FRAGMENTO CITADO:
Ese estatus áulico otorgado a Miguel Ángel es producto de la relevancia social que tiene la pintura en Italia. Ambos reflexionan sobre este aspecto. Y enuncian la obsesión de todo hombre poderoso, ya pertenezca al poder temporal o espiritual (a la Iglesia o la nobleza), de tener a su disposición retratistas para proyectar su imagen pública. La pintura, así, es casi una religión. En aquel caldo cultivo la competencia es más feroz, lo que redunda en beneficio de la calidad. A juicio de Miguel Ángel, sin parangón en otras latitudes: "Así, afirmo que, con excepción de uno o dos españoles, ninguna nación ni gentes pueden ansiar ni imitar la manera de pintar en Italia (que es la del griego antiguo) sin que enseguida sea fácilmente reconocida como ajena, por más que en ello se esfuercen y trabajen. Y si por algún gran milagro llegase alguno a pintar bien, entonces, aunque no lo hiciese por imitar, apenas se podrá decir que pintó como un italiano". Comprobamos que el 'etnocetrismo pictórico' del artífice de los frescos de la Capilla Sixtina es extremo, y seguramente justo.

MATERIAL EXTRAÍDO:
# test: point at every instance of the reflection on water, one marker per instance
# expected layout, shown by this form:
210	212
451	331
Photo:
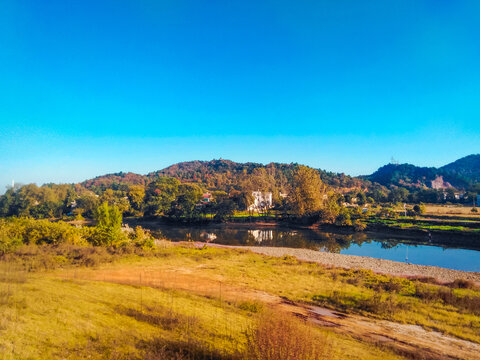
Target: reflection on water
418	250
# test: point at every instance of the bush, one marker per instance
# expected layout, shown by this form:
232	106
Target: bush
281	336
419	209
142	238
359	226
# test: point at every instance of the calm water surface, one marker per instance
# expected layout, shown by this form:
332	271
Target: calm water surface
414	250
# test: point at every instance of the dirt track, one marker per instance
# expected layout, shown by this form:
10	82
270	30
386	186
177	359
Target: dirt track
408	340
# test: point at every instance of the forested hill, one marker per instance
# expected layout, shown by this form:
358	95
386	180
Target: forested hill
224	175
461	174
227	175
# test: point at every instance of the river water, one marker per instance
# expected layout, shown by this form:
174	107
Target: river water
416	250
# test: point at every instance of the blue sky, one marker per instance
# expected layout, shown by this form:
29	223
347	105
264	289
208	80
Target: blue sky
92	87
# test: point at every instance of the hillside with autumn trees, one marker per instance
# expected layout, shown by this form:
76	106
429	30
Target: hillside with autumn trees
175	192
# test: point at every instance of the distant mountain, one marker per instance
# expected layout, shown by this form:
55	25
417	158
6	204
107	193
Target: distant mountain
223	175
466	168
114	180
459	174
227	175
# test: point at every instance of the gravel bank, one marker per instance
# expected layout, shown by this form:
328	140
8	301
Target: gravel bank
377	265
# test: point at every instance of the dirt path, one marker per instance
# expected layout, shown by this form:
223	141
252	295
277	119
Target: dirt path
407	340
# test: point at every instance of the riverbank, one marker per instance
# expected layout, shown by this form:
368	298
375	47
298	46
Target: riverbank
352	261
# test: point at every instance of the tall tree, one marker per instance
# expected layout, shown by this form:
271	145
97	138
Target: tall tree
307	192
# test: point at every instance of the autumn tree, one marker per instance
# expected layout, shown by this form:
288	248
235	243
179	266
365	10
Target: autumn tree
136	195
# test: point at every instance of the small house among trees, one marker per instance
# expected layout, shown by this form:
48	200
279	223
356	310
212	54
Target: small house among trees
261	201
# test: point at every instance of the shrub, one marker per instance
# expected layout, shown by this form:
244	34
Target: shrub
142	238
281	336
419	209
359	226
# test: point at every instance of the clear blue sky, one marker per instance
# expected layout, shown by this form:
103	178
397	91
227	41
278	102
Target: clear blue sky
92	87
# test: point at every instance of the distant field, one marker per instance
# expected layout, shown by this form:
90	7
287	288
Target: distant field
451	210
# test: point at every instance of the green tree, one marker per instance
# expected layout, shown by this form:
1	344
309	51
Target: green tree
108	230
307	191
136	195
160	194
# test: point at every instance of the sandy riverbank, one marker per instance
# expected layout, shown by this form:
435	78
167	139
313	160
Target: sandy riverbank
353	261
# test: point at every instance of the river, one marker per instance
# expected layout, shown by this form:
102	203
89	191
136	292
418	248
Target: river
416	250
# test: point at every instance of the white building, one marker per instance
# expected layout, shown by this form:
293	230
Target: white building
262	201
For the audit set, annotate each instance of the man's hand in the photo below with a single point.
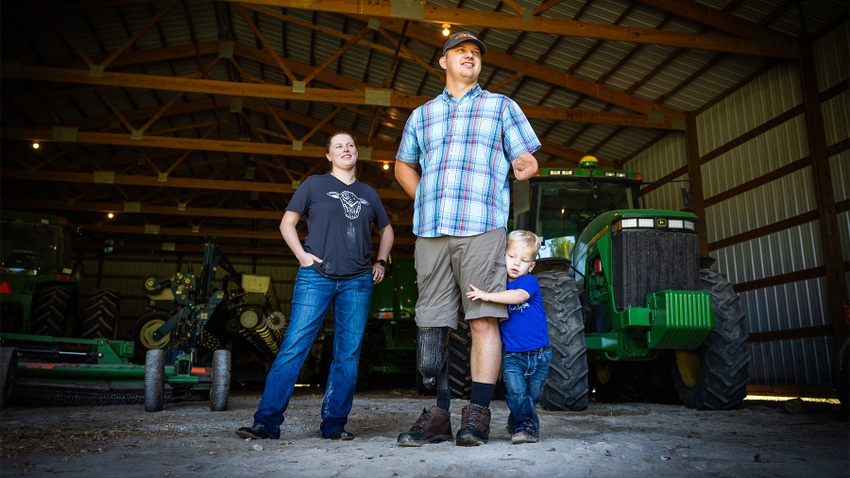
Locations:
(525, 166)
(477, 294)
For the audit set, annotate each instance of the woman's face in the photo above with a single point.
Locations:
(342, 152)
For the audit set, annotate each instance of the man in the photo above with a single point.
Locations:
(454, 158)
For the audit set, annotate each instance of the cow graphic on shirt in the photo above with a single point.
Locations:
(351, 204)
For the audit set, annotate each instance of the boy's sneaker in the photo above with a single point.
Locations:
(433, 426)
(523, 436)
(255, 432)
(474, 426)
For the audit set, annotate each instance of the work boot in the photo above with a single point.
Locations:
(523, 436)
(474, 426)
(433, 426)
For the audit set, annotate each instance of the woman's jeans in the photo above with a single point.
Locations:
(311, 299)
(525, 374)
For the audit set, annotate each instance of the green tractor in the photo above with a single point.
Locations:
(39, 282)
(634, 312)
(54, 344)
(389, 344)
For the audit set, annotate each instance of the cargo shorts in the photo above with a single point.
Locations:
(447, 265)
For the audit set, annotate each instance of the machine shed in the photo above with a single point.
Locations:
(159, 123)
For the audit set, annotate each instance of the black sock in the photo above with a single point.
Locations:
(482, 393)
(444, 398)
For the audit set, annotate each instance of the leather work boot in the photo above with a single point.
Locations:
(474, 426)
(433, 426)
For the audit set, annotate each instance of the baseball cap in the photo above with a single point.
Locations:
(457, 38)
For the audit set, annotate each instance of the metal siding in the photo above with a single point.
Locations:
(757, 102)
(836, 112)
(797, 304)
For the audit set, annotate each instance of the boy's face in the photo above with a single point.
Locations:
(519, 260)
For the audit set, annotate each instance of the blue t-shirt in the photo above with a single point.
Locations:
(525, 328)
(339, 224)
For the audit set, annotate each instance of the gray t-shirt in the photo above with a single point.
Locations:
(339, 224)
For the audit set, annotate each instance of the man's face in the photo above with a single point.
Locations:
(463, 61)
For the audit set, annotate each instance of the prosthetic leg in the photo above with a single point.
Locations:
(432, 353)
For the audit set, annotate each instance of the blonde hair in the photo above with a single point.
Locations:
(525, 238)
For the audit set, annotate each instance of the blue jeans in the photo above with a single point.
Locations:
(525, 374)
(311, 299)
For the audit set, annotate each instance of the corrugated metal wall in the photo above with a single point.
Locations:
(792, 305)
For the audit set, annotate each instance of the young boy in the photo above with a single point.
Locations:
(527, 353)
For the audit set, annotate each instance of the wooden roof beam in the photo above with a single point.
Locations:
(412, 10)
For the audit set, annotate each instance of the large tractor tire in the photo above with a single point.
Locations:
(154, 380)
(220, 387)
(567, 387)
(53, 308)
(460, 350)
(101, 314)
(715, 376)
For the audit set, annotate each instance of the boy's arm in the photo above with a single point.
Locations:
(516, 296)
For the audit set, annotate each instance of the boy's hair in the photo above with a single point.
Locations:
(525, 238)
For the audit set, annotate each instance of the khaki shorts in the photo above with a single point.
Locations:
(446, 265)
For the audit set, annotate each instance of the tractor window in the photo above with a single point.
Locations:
(566, 206)
(31, 249)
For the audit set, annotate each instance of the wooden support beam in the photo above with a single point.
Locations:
(100, 177)
(361, 97)
(830, 240)
(437, 15)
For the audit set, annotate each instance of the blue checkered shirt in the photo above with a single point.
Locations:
(464, 149)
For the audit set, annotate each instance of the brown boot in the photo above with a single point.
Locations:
(474, 426)
(433, 426)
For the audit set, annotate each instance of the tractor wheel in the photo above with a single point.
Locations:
(144, 329)
(715, 376)
(220, 387)
(841, 375)
(460, 350)
(567, 386)
(154, 380)
(8, 373)
(53, 308)
(101, 314)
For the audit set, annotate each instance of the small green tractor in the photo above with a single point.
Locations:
(389, 344)
(634, 312)
(56, 343)
(39, 282)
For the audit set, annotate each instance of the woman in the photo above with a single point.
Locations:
(335, 268)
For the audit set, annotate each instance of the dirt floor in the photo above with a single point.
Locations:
(762, 439)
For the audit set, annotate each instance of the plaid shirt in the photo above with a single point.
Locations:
(464, 149)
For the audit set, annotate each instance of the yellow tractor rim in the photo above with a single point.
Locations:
(146, 335)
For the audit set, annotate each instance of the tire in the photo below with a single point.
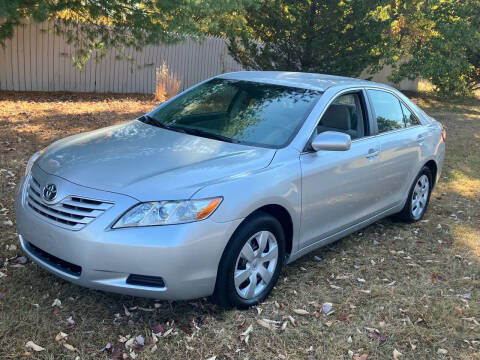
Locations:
(411, 213)
(261, 228)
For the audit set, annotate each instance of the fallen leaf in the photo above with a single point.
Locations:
(140, 340)
(61, 336)
(327, 307)
(361, 357)
(129, 342)
(158, 329)
(396, 354)
(69, 347)
(33, 346)
(269, 324)
(21, 260)
(301, 312)
(377, 336)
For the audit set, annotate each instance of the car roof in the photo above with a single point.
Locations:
(312, 81)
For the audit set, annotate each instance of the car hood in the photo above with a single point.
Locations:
(149, 163)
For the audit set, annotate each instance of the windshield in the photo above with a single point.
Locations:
(238, 111)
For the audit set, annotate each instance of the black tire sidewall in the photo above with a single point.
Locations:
(226, 284)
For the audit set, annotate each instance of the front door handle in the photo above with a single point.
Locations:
(372, 153)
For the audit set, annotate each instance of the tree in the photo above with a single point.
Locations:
(323, 36)
(439, 41)
(99, 25)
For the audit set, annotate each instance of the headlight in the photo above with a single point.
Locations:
(168, 212)
(32, 160)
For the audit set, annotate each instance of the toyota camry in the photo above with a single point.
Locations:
(215, 190)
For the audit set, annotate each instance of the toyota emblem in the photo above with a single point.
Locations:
(49, 192)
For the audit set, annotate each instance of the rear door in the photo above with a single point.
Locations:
(339, 187)
(400, 137)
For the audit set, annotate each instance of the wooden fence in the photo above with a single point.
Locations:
(36, 59)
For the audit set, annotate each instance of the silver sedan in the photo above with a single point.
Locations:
(214, 191)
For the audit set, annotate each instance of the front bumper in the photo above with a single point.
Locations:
(185, 256)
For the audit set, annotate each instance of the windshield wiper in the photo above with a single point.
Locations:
(209, 135)
(147, 119)
(150, 120)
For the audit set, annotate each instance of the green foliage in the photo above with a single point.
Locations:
(440, 40)
(98, 25)
(335, 37)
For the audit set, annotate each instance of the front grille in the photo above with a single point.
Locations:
(73, 212)
(52, 260)
(145, 280)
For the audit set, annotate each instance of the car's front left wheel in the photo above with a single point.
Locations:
(251, 263)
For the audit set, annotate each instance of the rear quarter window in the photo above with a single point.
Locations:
(388, 111)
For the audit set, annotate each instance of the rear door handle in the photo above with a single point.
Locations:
(372, 153)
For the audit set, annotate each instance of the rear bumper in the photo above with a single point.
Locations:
(185, 257)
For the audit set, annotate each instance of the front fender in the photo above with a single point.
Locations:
(278, 184)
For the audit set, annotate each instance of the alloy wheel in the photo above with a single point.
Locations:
(420, 196)
(256, 264)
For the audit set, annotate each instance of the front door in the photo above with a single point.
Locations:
(339, 187)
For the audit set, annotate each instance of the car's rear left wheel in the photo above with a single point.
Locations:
(251, 263)
(418, 197)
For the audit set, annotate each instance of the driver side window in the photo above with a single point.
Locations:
(344, 115)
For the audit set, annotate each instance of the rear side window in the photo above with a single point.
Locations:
(387, 110)
(409, 117)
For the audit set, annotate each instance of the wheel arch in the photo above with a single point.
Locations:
(432, 165)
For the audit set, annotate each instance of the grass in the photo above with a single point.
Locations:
(421, 288)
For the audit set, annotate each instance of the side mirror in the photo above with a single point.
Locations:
(332, 141)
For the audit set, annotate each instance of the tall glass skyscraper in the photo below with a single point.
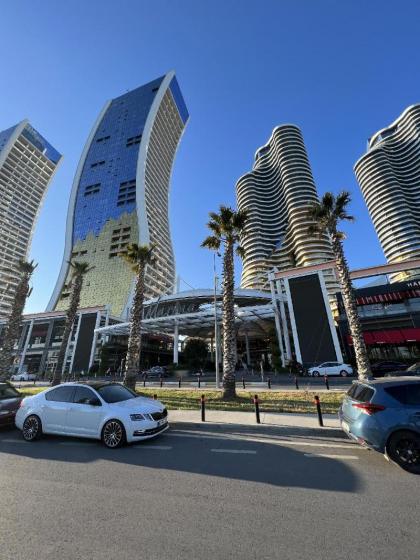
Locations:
(120, 195)
(27, 164)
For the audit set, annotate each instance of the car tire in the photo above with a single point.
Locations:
(403, 448)
(32, 428)
(113, 434)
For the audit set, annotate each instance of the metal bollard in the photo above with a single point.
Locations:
(318, 409)
(257, 409)
(203, 408)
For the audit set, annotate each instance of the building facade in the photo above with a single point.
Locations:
(27, 165)
(389, 177)
(120, 195)
(277, 193)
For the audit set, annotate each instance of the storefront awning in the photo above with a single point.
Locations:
(391, 336)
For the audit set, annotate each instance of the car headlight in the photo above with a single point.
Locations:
(137, 417)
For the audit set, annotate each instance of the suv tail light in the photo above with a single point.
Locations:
(369, 408)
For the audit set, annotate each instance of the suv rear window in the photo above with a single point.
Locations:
(360, 393)
(405, 394)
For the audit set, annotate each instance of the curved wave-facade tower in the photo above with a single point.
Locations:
(389, 177)
(120, 195)
(277, 193)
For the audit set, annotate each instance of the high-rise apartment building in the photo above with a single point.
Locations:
(277, 193)
(27, 164)
(120, 195)
(389, 177)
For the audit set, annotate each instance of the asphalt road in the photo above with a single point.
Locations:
(207, 492)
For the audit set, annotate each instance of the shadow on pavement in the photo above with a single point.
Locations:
(191, 452)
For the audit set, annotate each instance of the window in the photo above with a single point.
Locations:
(115, 393)
(360, 393)
(133, 140)
(92, 189)
(127, 192)
(408, 394)
(82, 395)
(61, 394)
(98, 163)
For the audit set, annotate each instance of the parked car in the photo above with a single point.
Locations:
(412, 370)
(156, 371)
(9, 403)
(24, 377)
(331, 368)
(106, 411)
(384, 415)
(381, 368)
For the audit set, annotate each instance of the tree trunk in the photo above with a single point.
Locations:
(68, 326)
(229, 335)
(13, 325)
(134, 341)
(349, 299)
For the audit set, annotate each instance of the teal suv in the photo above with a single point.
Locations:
(384, 415)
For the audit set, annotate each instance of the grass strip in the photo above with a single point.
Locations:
(273, 401)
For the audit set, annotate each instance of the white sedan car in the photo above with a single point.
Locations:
(106, 411)
(331, 368)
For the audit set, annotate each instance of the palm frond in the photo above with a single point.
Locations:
(211, 242)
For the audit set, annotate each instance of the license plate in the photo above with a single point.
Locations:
(345, 426)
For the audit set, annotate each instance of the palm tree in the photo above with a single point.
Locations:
(23, 291)
(138, 257)
(227, 228)
(326, 215)
(79, 271)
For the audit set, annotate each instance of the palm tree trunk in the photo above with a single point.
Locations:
(68, 326)
(12, 328)
(349, 299)
(229, 336)
(134, 341)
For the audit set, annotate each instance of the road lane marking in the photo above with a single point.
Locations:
(244, 451)
(77, 443)
(328, 456)
(158, 447)
(279, 442)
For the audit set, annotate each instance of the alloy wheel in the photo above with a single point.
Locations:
(31, 428)
(113, 434)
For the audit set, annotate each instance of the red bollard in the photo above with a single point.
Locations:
(203, 408)
(318, 409)
(257, 409)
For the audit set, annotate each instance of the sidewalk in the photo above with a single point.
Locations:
(248, 418)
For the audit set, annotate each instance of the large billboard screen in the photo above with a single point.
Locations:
(313, 329)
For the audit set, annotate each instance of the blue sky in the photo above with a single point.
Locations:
(341, 70)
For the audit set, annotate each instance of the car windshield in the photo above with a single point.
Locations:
(7, 392)
(115, 393)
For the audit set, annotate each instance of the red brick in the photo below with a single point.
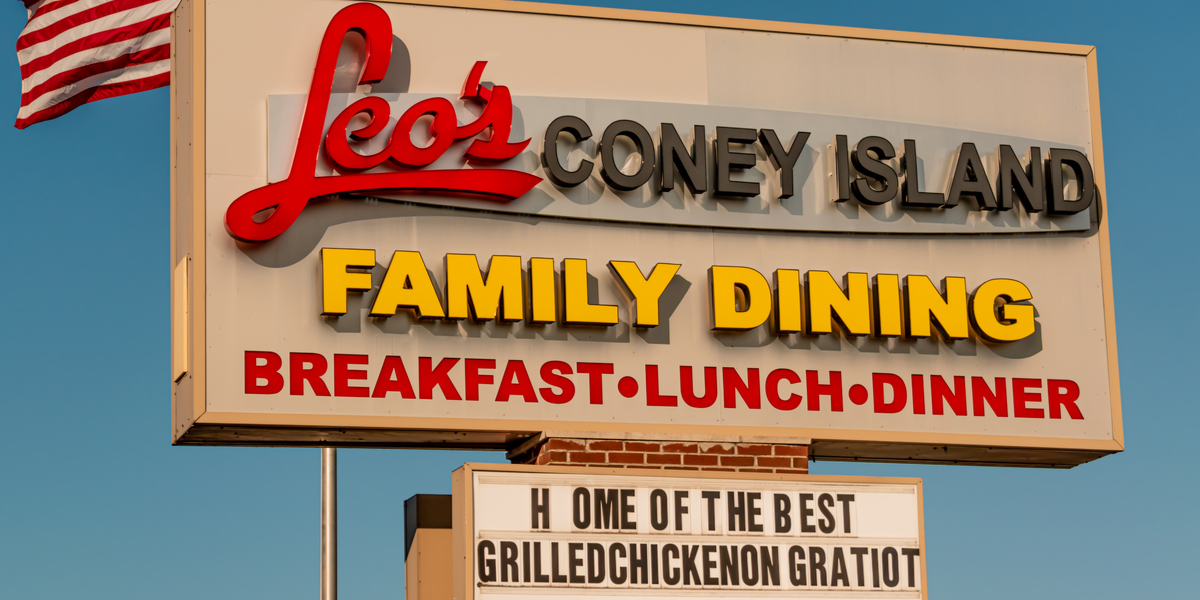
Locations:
(627, 457)
(563, 444)
(775, 462)
(601, 445)
(754, 449)
(737, 461)
(586, 457)
(717, 448)
(700, 460)
(663, 459)
(641, 447)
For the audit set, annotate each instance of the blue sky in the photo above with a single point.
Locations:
(96, 503)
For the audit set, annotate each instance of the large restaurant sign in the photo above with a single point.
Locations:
(387, 234)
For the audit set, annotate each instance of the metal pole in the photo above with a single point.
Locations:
(328, 523)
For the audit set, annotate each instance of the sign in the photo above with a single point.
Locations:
(388, 235)
(685, 534)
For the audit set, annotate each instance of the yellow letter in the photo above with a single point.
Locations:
(888, 310)
(724, 283)
(544, 304)
(407, 285)
(1015, 321)
(577, 310)
(467, 294)
(787, 300)
(645, 292)
(825, 303)
(336, 281)
(925, 304)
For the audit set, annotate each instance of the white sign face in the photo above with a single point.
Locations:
(709, 229)
(562, 534)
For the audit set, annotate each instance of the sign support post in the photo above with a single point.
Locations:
(328, 523)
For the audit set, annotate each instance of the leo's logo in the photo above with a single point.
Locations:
(291, 196)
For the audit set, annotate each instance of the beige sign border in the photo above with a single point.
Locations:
(193, 424)
(463, 559)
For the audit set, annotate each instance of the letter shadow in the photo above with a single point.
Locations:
(667, 305)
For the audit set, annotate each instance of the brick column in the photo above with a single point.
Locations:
(742, 454)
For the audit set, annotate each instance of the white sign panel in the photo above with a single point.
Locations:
(396, 235)
(605, 533)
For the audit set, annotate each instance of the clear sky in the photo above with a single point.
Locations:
(96, 503)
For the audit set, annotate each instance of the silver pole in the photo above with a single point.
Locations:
(328, 523)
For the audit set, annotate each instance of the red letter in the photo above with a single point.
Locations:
(268, 370)
(918, 394)
(343, 375)
(1063, 393)
(393, 377)
(735, 387)
(515, 381)
(439, 377)
(1020, 397)
(652, 390)
(832, 389)
(957, 399)
(299, 372)
(773, 379)
(981, 393)
(899, 393)
(689, 393)
(595, 372)
(474, 379)
(552, 373)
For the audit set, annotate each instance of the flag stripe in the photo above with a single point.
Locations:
(73, 76)
(79, 18)
(94, 94)
(75, 52)
(123, 75)
(148, 33)
(100, 24)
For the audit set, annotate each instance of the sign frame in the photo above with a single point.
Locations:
(463, 557)
(193, 424)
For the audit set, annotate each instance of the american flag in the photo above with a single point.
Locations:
(73, 52)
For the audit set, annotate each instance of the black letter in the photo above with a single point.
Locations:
(659, 510)
(783, 513)
(911, 193)
(1079, 166)
(784, 160)
(805, 513)
(827, 523)
(673, 157)
(555, 169)
(581, 511)
(486, 565)
(874, 168)
(970, 180)
(1026, 183)
(595, 563)
(729, 160)
(681, 510)
(712, 508)
(645, 144)
(539, 508)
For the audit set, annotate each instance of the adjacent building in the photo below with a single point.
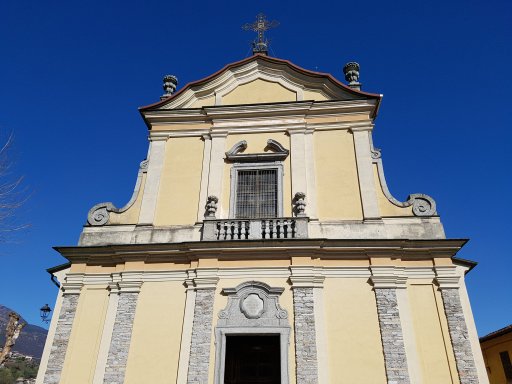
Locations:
(497, 351)
(262, 245)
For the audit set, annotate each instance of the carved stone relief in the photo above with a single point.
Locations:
(253, 304)
(252, 308)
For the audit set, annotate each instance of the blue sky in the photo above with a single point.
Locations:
(72, 75)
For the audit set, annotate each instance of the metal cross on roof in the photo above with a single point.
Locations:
(260, 26)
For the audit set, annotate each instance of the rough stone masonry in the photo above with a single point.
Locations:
(61, 339)
(392, 338)
(459, 335)
(198, 366)
(121, 337)
(305, 336)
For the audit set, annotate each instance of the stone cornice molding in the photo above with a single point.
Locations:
(282, 110)
(218, 134)
(275, 249)
(361, 127)
(73, 284)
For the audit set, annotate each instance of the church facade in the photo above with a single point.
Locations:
(262, 245)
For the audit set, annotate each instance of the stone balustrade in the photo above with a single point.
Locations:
(255, 229)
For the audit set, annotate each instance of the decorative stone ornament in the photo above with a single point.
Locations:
(299, 201)
(253, 304)
(100, 214)
(351, 71)
(211, 207)
(252, 309)
(170, 84)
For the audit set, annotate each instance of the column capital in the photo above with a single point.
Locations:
(306, 276)
(205, 278)
(447, 277)
(131, 282)
(71, 288)
(388, 276)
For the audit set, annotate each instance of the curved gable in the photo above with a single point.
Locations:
(260, 79)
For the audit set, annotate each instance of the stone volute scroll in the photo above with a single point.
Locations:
(100, 214)
(422, 205)
(253, 304)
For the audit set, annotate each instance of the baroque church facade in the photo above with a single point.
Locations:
(262, 245)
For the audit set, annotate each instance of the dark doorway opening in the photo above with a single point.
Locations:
(252, 360)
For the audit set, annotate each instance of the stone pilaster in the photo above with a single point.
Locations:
(129, 289)
(449, 286)
(71, 294)
(386, 281)
(304, 280)
(200, 345)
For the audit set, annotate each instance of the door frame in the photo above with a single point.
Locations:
(220, 347)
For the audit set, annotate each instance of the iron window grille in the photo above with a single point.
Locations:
(256, 191)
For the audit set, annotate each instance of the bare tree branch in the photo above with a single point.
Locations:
(12, 193)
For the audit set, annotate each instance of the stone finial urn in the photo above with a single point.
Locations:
(170, 84)
(351, 71)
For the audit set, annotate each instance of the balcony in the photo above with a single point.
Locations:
(256, 229)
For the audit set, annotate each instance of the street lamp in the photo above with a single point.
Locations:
(45, 312)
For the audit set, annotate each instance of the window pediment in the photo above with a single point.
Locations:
(274, 152)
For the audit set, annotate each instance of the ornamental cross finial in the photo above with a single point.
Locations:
(260, 45)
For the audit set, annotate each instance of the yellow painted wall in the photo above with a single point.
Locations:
(353, 333)
(386, 207)
(180, 182)
(491, 350)
(85, 339)
(156, 336)
(256, 143)
(285, 300)
(338, 196)
(259, 91)
(432, 339)
(131, 215)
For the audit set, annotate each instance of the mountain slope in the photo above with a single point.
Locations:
(32, 337)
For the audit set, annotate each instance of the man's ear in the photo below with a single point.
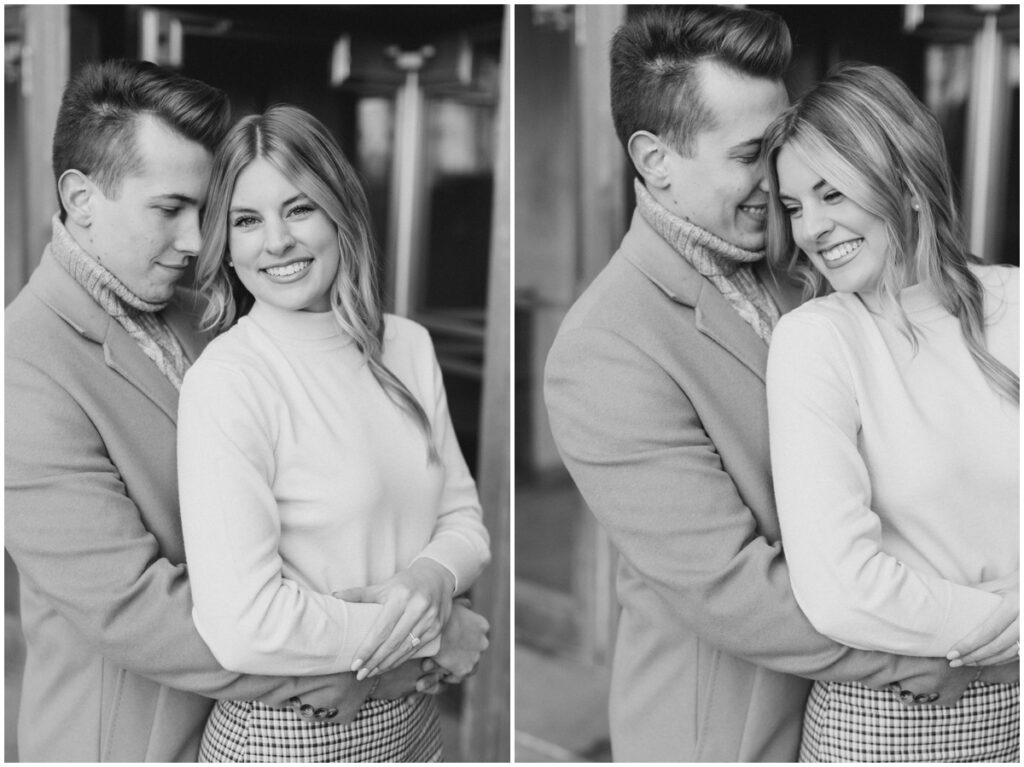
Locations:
(649, 156)
(77, 193)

ACCIONES A REALIZAR:
A: En el fragmento sobre Miguel Ángel y la pintura en Italia, ¿a quiénes exceptúa él al afirmar que ninguna nación puede imitar la manera de pintar italiana?
B: Continúa el fragmento sobre Miguel Ángel y la pintura en Italia desde donde se detiene.

RESPUESTAS NUMERADAS:
A: A uno o dos españoles.

B:
Tan categórica afirmación nos deja con la intriga de quiénes son esos españoles a los que salva de la mediocridad exterior. En las profusas notas que incorpora el volumen se hace una deducción que permite esclarecerlo con alto grado de certeza. Se dice que al final de su tratado Da Pintura Antiga, al que pertenecen las conversaciones romanas (que suelen publicarse independientemente por su valor específico y autónomo), Francisco de Holanda incluye una jerarquía de pintores por orden de excelencia. Alonso Berruguete y Pedro Machuca ocupan los lugares décimoquinto y décimosexto. Todo este tratado, el primero específicamente sobre pintura que se publicó en la península Ibérica, está muy influido por el criterio de Miguel Ángel. De ahí cabe colegir que son estos dos los exonerados de su desprecio general hacia los 'tramontanos' (así llaman a los de fuera de Italia). Francisco de Holanda admite la inferioridad pero apostilla que se va poco a poco "perdiendo la superficialidad bárbara que los godos y los mauritanos sembraron por las Españas". Su trabajo como 'copista' en Italia precisamente busca impulsar ese progresivo refinamiento. Y acabar, como explica Soler, "con una concepción del arte entendida como oficio mecánico, gremial y corporativista, que no distinguía al artista ni valoraba su singularidad".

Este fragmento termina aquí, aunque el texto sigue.